• Records for this task
.....

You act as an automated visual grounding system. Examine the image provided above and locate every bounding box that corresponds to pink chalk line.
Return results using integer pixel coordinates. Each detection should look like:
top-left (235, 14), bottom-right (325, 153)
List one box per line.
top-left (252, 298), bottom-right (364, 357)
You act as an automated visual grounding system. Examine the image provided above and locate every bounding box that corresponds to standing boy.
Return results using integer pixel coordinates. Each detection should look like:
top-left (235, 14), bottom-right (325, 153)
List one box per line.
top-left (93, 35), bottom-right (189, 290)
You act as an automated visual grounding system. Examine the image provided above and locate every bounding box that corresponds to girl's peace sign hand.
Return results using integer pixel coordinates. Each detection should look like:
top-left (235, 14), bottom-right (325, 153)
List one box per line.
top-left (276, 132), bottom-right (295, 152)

.....

The whole listing above needs to be written out exactly.

• Result below
You act as an automated visual grounding system. Examine the image provided above and locate every bounding box that corresponds to pink chalk line.
Return results using integer pixel coordinates. Each detection should look like:
top-left (235, 14), bottom-right (325, 153)
List one box per line.
top-left (252, 298), bottom-right (364, 357)
You act as an automated visual grounding system. Examine the image provided above and locate every bounding box that corresponds to standing boy.
Return results using integer pixel coordinates. Each detection should look like:
top-left (235, 14), bottom-right (325, 153)
List one box per line.
top-left (93, 35), bottom-right (189, 290)
You act as an automated visual grounding system. Examine the image provided above and locate every bounding box that corresponds to girl's peace sign hand.
Return results using integer pixel coordinates. Each detection should look like:
top-left (235, 14), bottom-right (325, 153)
List one box per line.
top-left (276, 132), bottom-right (295, 152)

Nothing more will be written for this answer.